▶ _PROBLEMS TO WORK ON_:
(1) Reproduce the part of the passage on John McCain and Canada that runs from "As recently as" to "the trilateral agreement.".
(2) In the passage on John McCain and Canada, how many jobs in Canada did McCain credit the trade pact with creating?
(3) Write what comes next in the passage on John McCain and Canada, picking up after its final sentence.

▶ _SOURCE PASSAGE_:

════

Former prime minister Brian Mulroney echoed the sentiment in a written statement Sunday.

"John McCain was always a committed friend of Canada," he said. "On any issue, John would always come down on the side of his deep friendship with us."

As recently as June, McCain tweeted his support for Canada after U.S. President Donald Trump accused Prime Minister Justin Trudeau of being "very dishonest and weak" following a dispute over tariffs at the G7 Summit in Charlevoix, Que.

"To our allies: bipartisan majorities of Americans remain pro-free trade, pro-globalization & supportive of alliances based on 70 years of shared values," he wrote.

"Americans stand with you, even if our president doesn't."

The issue of free trade was a constant theme over McCain's decades-long career. The former presidential hopeful had long supported renegotiating NAFTA, going so far as to make an unprecedented trip to Ottawa in the midst of his 2008 campaign for president to deliver a speech that called for expanding the trilateral agreement.

Speaking to the Economic Club of Canada months ahead of the election he would lose to Barack Obama, McCain lauded the pact for doubling cross-border trade, creating 25 million jobs in the U.S. and four million in Canada.

════

▶ _DATASET EXCERPTS_:

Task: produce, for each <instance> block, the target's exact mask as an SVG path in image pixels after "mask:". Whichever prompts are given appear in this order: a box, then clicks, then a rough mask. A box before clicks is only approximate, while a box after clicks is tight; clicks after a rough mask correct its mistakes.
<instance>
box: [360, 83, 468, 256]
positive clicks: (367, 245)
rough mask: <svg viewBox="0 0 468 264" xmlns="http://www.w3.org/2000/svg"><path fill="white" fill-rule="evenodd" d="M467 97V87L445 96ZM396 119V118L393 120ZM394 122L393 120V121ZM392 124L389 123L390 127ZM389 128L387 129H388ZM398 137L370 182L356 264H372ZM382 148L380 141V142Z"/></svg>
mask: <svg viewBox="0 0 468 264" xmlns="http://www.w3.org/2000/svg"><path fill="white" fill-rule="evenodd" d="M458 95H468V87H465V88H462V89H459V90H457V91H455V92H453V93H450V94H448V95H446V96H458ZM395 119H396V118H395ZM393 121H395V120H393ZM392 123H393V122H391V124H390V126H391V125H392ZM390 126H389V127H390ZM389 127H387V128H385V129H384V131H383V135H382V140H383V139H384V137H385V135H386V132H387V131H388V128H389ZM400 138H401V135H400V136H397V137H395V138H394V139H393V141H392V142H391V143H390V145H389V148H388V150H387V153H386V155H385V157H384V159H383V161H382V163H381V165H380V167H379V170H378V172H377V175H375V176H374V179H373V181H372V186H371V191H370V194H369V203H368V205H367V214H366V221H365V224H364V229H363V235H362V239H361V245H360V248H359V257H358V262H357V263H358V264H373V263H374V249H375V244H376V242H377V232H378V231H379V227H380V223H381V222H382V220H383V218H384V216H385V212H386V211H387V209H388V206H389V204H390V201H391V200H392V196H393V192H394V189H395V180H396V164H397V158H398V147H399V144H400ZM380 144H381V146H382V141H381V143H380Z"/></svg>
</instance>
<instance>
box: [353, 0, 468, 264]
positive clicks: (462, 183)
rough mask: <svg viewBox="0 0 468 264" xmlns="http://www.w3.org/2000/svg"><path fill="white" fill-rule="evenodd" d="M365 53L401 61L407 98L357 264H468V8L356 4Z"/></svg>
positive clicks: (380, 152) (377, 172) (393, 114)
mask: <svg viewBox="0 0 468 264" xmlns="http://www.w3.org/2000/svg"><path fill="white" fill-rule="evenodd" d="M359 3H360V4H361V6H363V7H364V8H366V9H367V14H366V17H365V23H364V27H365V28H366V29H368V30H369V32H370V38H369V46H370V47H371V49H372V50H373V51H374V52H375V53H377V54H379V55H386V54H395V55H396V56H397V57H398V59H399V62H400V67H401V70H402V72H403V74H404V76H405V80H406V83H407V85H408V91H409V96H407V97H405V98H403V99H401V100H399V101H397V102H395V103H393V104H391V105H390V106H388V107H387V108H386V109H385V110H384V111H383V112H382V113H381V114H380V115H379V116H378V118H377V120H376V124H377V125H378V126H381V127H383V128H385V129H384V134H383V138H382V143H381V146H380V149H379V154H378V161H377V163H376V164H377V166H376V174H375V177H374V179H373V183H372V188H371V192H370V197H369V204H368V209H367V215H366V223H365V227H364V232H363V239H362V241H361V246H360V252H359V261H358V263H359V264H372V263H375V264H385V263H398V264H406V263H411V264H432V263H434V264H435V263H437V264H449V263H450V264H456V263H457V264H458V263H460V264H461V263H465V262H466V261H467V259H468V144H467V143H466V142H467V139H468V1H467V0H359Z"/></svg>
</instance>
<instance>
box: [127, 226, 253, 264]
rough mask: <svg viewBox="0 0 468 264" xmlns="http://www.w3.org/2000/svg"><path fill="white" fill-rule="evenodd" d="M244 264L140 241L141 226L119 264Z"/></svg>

════

▶ _ANSWERS IN ORDER_:
(1)
As recently as June, McCain tweeted his support for Canada after U.S. President Donald Trump accused Prime Minister Justin Trudeau of being "very dishonest and weak" following a dispute over tariffs at the G7 Summit in Charlevoix, Que.

"To our allies: bipartisan majorities of Americans remain pro-free trade, pro-globalization & supportive of alliances based on 70 years of shared values," he wrote.

"Americans stand with you, even if our president doesn't."

The issue of free trade was a constant theme over McCain's decades-long career. The former presidential hopeful had long supported renegotiating NAFTA, going so far as to make an unprecedented trip to Ottawa in the midst of his 2008 campaign for president to deliver a speech that called for expanding the trilateral agreement.

(2) Four million.

(3)
"Even now, for all the successes of NAFTA, we have to defend it without equivocation in political debate, because it is critical to the future of so many Canadian and American workers and businesses," he said.

"Demanding unilateral changes and threatening to abrogate an agreement that has increased trade and prosperity is nothing more than retreating behind protectionist walls."

It was a point McCain reiterated when the free trade agreement was finally reopened under Trump nearly a decade later.

"As renegotiations get underway, it's important for the administration to recognize NAFTA's many contributions and not impose new barriers that could harm our ability to trade with our closest neighbors," he said in a written statement last year.